__EXERCISE AIM__. Copy each entry below word for word, leaving out the pictures.

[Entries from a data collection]
————————

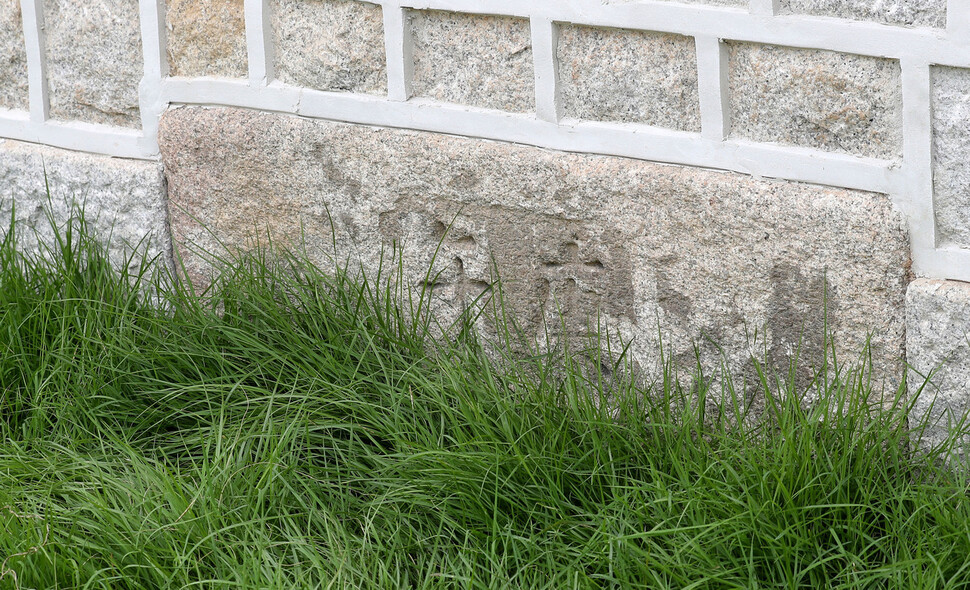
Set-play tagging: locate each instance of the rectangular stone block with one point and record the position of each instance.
(207, 38)
(937, 346)
(818, 99)
(482, 61)
(13, 57)
(697, 255)
(951, 155)
(94, 60)
(914, 13)
(629, 76)
(335, 45)
(124, 200)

————————

__COMPLETE ANSWER__.
Set-play tagging: locate each instance of the rectangular stone block with one point and record the position of each instance.
(207, 38)
(937, 346)
(818, 99)
(482, 61)
(13, 57)
(697, 255)
(951, 155)
(94, 60)
(914, 13)
(629, 76)
(335, 45)
(124, 200)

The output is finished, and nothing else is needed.